# Your assignment
From the entries below, copy exactly the lines from the one that contains "Target: purple umbrella" through the one that contains "column 348, row 73", both included, and only those.

# Supplied data
__________
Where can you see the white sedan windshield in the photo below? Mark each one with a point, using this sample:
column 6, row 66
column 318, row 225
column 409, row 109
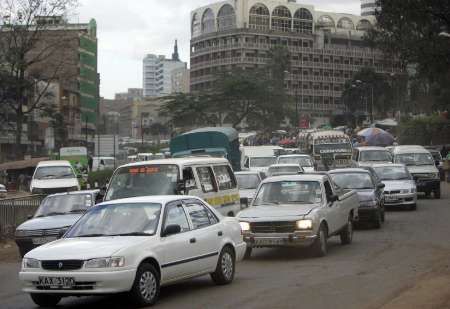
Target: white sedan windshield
column 118, row 220
column 287, row 192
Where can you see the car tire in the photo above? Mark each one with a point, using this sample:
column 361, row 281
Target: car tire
column 320, row 246
column 248, row 253
column 145, row 290
column 378, row 221
column 225, row 269
column 347, row 233
column 437, row 194
column 45, row 300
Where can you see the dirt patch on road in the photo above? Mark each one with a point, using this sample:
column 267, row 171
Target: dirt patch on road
column 432, row 291
column 8, row 251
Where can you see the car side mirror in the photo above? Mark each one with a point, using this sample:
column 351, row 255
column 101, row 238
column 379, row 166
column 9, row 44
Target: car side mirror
column 171, row 230
column 334, row 198
column 181, row 187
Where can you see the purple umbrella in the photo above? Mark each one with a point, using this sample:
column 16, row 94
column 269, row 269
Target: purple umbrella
column 377, row 137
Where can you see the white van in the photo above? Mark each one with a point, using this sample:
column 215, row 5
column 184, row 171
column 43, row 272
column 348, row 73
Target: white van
column 103, row 163
column 211, row 179
column 54, row 177
column 421, row 165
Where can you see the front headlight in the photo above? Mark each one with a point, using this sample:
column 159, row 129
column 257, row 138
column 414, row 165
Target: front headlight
column 304, row 225
column 112, row 262
column 20, row 233
column 30, row 263
column 245, row 226
column 368, row 204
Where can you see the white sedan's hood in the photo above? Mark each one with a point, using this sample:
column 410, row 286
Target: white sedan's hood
column 54, row 183
column 277, row 211
column 422, row 169
column 247, row 193
column 394, row 185
column 84, row 248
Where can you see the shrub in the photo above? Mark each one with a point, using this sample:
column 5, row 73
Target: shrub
column 101, row 177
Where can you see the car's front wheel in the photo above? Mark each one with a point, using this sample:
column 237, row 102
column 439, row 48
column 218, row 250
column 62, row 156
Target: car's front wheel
column 224, row 273
column 320, row 246
column 347, row 233
column 45, row 300
column 145, row 290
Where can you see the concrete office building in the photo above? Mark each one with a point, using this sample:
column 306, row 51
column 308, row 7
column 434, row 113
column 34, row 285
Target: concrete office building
column 157, row 73
column 368, row 7
column 326, row 48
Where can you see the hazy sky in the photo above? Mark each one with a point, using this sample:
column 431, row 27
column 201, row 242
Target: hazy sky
column 128, row 30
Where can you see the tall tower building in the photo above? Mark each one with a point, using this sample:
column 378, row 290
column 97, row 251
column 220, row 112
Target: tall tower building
column 368, row 7
column 158, row 71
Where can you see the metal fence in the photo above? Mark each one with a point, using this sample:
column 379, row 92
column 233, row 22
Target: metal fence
column 15, row 211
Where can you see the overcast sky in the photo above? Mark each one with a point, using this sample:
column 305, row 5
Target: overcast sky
column 128, row 30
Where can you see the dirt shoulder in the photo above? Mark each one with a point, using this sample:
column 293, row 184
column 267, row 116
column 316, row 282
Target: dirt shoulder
column 431, row 291
column 8, row 252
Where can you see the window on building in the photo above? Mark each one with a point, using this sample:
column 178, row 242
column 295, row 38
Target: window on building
column 303, row 21
column 226, row 18
column 259, row 17
column 281, row 19
column 208, row 21
column 195, row 26
column 346, row 23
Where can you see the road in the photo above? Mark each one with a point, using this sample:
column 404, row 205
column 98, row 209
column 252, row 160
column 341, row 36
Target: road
column 406, row 263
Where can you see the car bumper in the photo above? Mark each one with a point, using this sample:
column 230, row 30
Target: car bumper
column 240, row 251
column 86, row 283
column 400, row 199
column 367, row 214
column 427, row 185
column 297, row 239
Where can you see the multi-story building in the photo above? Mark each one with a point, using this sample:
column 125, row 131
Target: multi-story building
column 180, row 80
column 325, row 48
column 369, row 7
column 157, row 73
column 68, row 58
column 131, row 94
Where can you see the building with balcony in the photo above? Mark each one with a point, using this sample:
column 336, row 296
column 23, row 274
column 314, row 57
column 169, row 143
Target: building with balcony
column 158, row 71
column 369, row 7
column 326, row 48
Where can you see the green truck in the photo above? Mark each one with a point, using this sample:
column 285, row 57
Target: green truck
column 213, row 141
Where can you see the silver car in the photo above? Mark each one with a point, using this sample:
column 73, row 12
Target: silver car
column 400, row 189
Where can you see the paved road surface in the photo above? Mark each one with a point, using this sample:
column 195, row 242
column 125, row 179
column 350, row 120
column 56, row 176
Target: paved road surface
column 375, row 269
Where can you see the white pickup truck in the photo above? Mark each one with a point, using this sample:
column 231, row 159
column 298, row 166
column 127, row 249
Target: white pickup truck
column 299, row 211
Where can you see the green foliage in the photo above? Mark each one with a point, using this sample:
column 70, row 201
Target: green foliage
column 99, row 177
column 358, row 90
column 254, row 95
column 430, row 130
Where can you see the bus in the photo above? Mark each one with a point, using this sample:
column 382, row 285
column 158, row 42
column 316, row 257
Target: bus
column 211, row 141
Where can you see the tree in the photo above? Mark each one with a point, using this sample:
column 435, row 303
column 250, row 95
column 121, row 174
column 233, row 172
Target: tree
column 366, row 82
column 414, row 30
column 31, row 58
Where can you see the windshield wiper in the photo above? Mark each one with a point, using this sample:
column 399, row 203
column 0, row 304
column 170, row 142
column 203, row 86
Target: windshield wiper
column 92, row 235
column 132, row 234
column 52, row 214
column 76, row 211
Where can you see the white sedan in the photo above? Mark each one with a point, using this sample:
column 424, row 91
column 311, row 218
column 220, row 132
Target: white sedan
column 135, row 245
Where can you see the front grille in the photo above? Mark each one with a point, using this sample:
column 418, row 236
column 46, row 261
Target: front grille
column 273, row 227
column 62, row 265
column 392, row 192
column 77, row 287
column 55, row 190
column 40, row 233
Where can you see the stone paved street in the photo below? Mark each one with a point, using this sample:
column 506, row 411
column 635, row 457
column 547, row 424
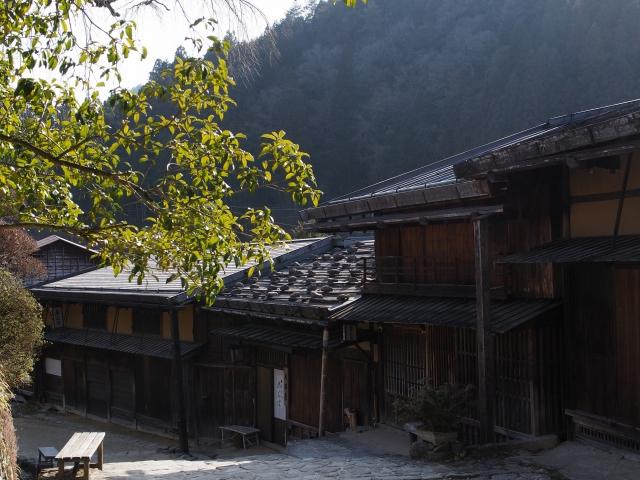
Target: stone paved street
column 134, row 456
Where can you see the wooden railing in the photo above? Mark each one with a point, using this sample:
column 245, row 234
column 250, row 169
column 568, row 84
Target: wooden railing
column 418, row 270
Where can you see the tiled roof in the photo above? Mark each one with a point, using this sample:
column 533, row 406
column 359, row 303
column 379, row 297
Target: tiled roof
column 103, row 282
column 450, row 312
column 325, row 280
column 136, row 344
column 442, row 171
column 43, row 242
column 625, row 248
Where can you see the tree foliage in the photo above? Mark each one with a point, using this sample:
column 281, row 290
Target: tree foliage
column 64, row 167
column 21, row 330
column 16, row 254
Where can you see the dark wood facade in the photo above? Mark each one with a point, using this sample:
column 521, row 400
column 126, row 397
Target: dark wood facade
column 558, row 205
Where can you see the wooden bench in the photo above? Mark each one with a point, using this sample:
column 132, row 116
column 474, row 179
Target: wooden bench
column 79, row 449
column 250, row 436
column 46, row 456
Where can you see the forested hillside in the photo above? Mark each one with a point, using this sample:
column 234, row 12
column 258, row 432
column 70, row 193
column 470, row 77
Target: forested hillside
column 398, row 84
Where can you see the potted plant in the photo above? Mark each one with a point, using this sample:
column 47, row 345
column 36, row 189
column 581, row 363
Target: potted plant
column 434, row 412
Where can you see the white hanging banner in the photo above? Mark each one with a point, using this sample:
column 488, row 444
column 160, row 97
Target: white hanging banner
column 279, row 394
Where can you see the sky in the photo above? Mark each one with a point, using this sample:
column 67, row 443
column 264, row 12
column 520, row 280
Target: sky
column 163, row 32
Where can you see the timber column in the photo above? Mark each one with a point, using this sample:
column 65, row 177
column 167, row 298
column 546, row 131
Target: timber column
column 177, row 361
column 484, row 340
column 323, row 381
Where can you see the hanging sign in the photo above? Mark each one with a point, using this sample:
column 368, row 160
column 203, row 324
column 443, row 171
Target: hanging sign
column 279, row 394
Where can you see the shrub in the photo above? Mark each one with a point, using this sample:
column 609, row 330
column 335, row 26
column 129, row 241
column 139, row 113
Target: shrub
column 21, row 327
column 438, row 408
column 8, row 446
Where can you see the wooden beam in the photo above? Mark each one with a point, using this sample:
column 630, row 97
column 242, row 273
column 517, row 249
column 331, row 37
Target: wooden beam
column 484, row 341
column 323, row 381
column 419, row 218
column 428, row 290
column 177, row 359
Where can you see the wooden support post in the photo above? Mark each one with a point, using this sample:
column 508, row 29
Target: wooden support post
column 484, row 341
column 623, row 192
column 177, row 359
column 323, row 381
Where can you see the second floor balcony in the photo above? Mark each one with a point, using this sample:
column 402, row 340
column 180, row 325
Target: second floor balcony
column 396, row 274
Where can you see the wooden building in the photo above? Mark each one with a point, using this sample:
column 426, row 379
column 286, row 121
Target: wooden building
column 514, row 267
column 62, row 257
column 126, row 353
column 267, row 335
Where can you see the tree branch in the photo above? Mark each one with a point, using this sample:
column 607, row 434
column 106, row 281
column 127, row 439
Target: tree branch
column 55, row 159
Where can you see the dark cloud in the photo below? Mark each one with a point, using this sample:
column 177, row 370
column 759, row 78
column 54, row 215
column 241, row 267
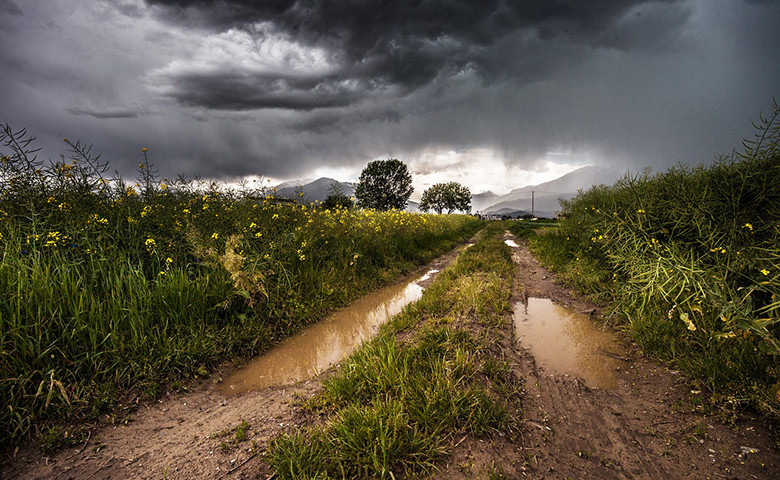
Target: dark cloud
column 402, row 44
column 230, row 88
column 110, row 113
column 8, row 7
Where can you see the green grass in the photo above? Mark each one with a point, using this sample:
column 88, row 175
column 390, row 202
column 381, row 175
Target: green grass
column 689, row 260
column 394, row 408
column 108, row 287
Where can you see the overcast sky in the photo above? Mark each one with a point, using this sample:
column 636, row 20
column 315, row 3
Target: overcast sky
column 493, row 93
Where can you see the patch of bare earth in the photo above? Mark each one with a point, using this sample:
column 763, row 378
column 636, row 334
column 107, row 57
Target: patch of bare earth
column 650, row 426
column 184, row 435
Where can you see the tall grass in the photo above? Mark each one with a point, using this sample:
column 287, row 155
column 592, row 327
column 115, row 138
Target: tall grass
column 107, row 286
column 395, row 407
column 690, row 259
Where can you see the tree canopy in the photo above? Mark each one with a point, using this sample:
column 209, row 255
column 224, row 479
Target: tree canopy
column 384, row 184
column 450, row 196
column 337, row 198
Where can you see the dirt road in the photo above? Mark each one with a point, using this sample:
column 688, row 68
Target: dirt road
column 648, row 427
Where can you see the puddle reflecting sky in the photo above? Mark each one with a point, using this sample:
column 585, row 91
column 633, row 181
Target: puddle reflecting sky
column 564, row 342
column 323, row 344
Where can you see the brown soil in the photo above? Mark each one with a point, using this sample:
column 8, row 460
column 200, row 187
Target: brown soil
column 180, row 436
column 649, row 427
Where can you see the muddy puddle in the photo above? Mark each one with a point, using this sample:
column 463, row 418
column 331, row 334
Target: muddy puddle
column 568, row 343
column 326, row 343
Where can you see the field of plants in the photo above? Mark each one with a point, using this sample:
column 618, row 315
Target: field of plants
column 109, row 287
column 689, row 260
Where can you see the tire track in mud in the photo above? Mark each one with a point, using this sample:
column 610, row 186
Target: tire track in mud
column 643, row 429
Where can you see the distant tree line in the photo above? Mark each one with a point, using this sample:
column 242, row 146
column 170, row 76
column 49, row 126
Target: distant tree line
column 387, row 184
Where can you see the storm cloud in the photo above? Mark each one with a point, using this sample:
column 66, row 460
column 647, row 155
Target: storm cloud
column 298, row 88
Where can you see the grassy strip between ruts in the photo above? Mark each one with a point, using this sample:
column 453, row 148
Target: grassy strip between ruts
column 689, row 261
column 108, row 287
column 396, row 406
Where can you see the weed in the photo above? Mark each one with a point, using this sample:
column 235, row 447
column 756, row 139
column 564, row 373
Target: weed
column 109, row 286
column 396, row 405
column 689, row 260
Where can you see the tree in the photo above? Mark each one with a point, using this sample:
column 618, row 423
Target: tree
column 384, row 184
column 451, row 196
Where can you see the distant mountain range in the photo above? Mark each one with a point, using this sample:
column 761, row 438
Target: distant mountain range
column 314, row 191
column 542, row 200
column 516, row 203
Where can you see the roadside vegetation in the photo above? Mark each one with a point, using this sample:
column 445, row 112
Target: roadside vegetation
column 433, row 375
column 689, row 261
column 109, row 287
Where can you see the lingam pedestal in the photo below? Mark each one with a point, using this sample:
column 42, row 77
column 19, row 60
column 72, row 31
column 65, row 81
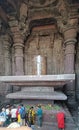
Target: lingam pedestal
column 38, row 87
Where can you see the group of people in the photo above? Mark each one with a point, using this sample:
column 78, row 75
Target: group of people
column 21, row 115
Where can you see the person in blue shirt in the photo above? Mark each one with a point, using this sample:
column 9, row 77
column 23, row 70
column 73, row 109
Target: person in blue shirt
column 3, row 117
column 39, row 116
__________
# Result for this exercise
Target: purple umbrella
column 377, row 137
Where can you see the white van in the photo above? Mark each one with a point, using this sample:
column 215, row 5
column 184, row 171
column 43, row 272
column 348, row 73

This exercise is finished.